▶ Assigned task
Every entry is to be printed again precisely as given.

▶ Records to process
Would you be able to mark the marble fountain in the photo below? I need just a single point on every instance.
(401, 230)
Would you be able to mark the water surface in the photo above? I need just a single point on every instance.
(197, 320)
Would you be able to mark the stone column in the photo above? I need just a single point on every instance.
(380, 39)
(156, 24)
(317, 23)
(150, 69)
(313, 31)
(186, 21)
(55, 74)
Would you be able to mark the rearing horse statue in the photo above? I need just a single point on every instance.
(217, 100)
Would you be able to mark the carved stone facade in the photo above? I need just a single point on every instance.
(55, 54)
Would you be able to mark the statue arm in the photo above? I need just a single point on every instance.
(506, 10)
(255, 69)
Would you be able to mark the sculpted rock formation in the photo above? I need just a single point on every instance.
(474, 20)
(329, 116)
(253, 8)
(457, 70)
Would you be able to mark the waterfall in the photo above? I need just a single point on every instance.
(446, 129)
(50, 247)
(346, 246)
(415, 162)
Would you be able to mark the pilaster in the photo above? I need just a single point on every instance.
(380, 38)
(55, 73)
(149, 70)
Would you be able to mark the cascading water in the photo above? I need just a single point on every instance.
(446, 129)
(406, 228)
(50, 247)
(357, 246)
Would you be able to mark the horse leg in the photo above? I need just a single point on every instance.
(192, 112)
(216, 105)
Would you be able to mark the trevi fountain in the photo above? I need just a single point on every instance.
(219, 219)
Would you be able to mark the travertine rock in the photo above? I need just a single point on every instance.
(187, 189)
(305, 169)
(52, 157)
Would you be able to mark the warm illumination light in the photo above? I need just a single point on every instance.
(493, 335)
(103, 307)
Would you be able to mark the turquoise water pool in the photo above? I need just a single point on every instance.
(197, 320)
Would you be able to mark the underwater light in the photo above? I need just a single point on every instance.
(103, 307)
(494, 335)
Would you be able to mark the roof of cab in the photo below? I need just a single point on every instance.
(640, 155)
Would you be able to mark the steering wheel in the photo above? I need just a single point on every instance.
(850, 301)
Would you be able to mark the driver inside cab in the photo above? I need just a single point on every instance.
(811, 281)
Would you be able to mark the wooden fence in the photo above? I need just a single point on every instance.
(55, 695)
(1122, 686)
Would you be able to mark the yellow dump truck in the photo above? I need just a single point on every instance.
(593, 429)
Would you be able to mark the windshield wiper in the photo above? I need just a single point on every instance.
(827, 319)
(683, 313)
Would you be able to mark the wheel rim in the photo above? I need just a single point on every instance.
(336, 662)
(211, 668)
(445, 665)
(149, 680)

▶ Written solution
Would you be able to mark the marble fountain in the photo below? I need just a single point on every instance.
(401, 230)
Would you be able to mark the water surface in the photo above? I need just a single point on every instance.
(197, 320)
Would you be able to mark the stone column in the photo above? I need just a single point on every instance.
(380, 39)
(156, 24)
(317, 23)
(150, 69)
(313, 31)
(186, 21)
(55, 74)
Would you be able to mark the rearing horse statue in the photo above? I need just a single point on every instance.
(217, 100)
Would you be able to mark the carved stone facade in the photo above? I need just a single point on every instance.
(55, 54)
Would you be able to mark the statue arm in the photo above? I need just a single point on every instance.
(506, 10)
(255, 69)
Would you be able to mark the sculpted rock formation in the photo above? I need just a single point on every instance.
(474, 20)
(329, 116)
(253, 8)
(457, 70)
Would you be able to mark the waterfall in the photo above? I need just a single point on every instance.
(446, 129)
(50, 247)
(346, 246)
(415, 162)
Would you be able to mark the pilaster in the photo above? I need just a single point on every instance.
(380, 38)
(55, 73)
(149, 70)
Would you be able to mark the cascading water in the photo above? I need just a single point on every instance.
(446, 129)
(406, 228)
(50, 247)
(357, 246)
Would you be able to mark the horse leg in the photo above? I need just a single point on every instance.
(192, 112)
(216, 105)
Would you be able to mark the trevi fountain in the photo above? I need just a single point on every instance.
(219, 219)
Would you be able to mark the travertine rock in the photo above? I need just a single point on every instance.
(187, 189)
(305, 169)
(52, 157)
Would you be able to mark the warm illumination light in the photo above? I need just a single point on every instance.
(493, 335)
(103, 307)
Would you be able to mark the turquoise water pool in the photo above? I need just a single point on every instance.
(197, 320)
Would you be able to mark the underwater light in the photo above? I need just a single point on every instance.
(103, 307)
(494, 335)
Would you be able to mark the roof of cab in the photo below? I need just a single point on every instance.
(640, 155)
Would you be able to mark the steering wheel in the photo above? I need just a single point on every instance.
(850, 301)
Would you be able to mark the driver inside cab in the photo above? I need just a single point on every instance.
(811, 281)
Would you be able to mark the wooden fence in the photo above? I need just a single point on every instance.
(55, 695)
(1122, 686)
Would you be able to mark the yellow dump truck in the photo above? I need just a single point on every instance.
(593, 429)
Would you be able to mark the windshield wiper in the photo above? I need just a single point on every instance.
(827, 319)
(683, 313)
Would you be able to mark the wheel rim in the photo above? I need just a single point on every instance.
(336, 662)
(211, 668)
(445, 665)
(149, 680)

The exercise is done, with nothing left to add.